> **TAREAS DEL EJERCICIO**:
1. Enumera todas las citas que aparecen entre comillas en el fragmento sobre el paciente con lepra.
2. Escribe cómo sigue el fragmento sobre el paciente con lepra después de su última oración.

> **FRAGMENTO DEL TEXTO**:
....................

Cuando él todavía tenía sus piernas trabajaba como carpintero, pero al agravarse su enfermedad, el 4 de enero de 2008, perdió la extremidad inferior izquierda. Ocho años más tarde, la derecha. Hoy su rutina está apegada a la religión.
“Soy católico”, dice. “A las cuatro de la mañana prendo la radio María y rezo un rosario”. Esto, asegura, le ha ayudado ha aceptar su padecimiento, “confiando en Dios”. “A veces ni me acuerdo que tengo lepra”, afirma el hombre, quien ha escrito dos libros de su vida: La historia de un paciente de lepra e Historias y relatos del Hospital Gonzalo González.
A César sí lo visitan, aunque algunos aún “creen que somos unos fenómenos, pero no, somos igual que todos”. Pese a ello, hay gente que conoce de esta enfermedad y no teme acercarse. A veces llegan estudiantes, médicos... a verlo. Él muestra sus fotos en el celular con ellos y se pone contento.

....................

(Datos de localización con un punto por instancia)
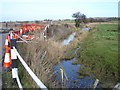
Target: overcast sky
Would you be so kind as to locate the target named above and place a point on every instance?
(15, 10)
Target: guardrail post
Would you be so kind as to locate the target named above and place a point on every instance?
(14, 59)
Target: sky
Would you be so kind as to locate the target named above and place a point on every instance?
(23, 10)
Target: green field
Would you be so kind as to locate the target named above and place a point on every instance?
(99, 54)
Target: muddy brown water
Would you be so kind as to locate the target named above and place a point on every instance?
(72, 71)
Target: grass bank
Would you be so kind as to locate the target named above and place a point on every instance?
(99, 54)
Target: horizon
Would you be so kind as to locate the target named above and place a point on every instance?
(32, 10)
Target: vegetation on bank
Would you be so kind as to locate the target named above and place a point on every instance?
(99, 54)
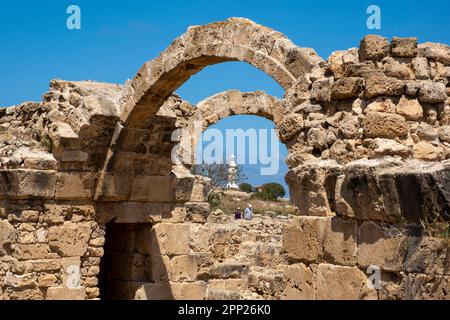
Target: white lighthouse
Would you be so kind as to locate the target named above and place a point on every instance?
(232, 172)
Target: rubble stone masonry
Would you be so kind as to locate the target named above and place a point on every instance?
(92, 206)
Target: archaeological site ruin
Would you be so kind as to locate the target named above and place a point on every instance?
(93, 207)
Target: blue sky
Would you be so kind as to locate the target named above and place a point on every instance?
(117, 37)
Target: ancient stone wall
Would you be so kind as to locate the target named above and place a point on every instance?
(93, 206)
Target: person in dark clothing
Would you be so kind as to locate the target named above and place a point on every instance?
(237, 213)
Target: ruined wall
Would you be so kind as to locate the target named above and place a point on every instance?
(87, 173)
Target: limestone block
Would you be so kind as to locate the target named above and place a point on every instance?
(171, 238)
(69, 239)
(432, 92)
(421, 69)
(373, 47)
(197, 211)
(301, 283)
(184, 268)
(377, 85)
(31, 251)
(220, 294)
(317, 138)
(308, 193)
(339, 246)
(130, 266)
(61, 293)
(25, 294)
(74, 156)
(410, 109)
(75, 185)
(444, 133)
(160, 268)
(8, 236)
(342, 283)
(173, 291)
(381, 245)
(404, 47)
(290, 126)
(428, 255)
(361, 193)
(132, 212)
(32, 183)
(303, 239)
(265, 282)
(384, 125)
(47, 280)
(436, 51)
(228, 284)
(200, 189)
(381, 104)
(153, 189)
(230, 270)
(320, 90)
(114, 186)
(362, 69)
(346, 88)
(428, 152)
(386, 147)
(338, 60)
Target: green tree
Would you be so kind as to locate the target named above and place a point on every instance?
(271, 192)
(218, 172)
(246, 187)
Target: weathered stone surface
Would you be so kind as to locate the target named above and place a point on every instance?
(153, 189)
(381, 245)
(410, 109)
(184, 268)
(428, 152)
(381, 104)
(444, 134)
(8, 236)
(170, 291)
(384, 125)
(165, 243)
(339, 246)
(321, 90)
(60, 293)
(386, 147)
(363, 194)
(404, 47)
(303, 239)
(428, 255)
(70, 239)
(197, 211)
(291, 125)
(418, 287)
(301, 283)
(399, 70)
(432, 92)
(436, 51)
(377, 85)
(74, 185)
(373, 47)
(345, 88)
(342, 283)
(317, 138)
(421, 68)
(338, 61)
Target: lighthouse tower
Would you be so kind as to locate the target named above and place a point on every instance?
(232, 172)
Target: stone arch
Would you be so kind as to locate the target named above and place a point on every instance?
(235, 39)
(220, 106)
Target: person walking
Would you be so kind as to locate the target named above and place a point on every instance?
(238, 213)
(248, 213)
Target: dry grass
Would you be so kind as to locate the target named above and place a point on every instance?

....................

> **RESPUESTAS**:
1.
- "Soy católico"
- "A las cuatro de la mañana prendo la radio María y rezo un rosario"
- "confiando en Dios"
- "A veces ni me acuerdo que tengo lepra"
- "creen que somos unos fenómenos, pero no, somos igual que todos"

2.
A unos metros está la casa de Margarita. Primero se escabulle entre los dormitorios, después accede a contarnos que nació en la provincia de Bolívar. Con 46 años y cabello cenizo, la señora recuerda que, al igual que a César y Miguel, a ella también le apareció una mancha negra en el abdomen. Tenía lepra. La superó. Hoy sale a la calle y, aunque nadie puede reconocer que ha padecido este mal, prefiere no decirlo. No tiene por qué.
Suena el teléfono. Es su nieto. La llama para saber cómo está. Tras colgar, Margarita continúa: “Una monjita me contó que la enfermedad es peligrosa cuando está reactivada”. Sus familiares la visitan, comparten con ella, y ninguno ha contraído lepra. Tuvo suerte, porque hubo gente, hace mucho, que no tenía parientes. “Una mayorcita murió allí, decía que para el pobre no llega la muerte...”.
La señora comenta que los restos de esa viejita fueron enterrados atrás de la villa. “No había espacio en el panteón para los leprosos”. Y, cuenta que una vez, cuando intentaban hacer un pozo en las zona donde hoy hay sembríos de maíz, encontraron huesos, cráneos. Eso ya no pasa.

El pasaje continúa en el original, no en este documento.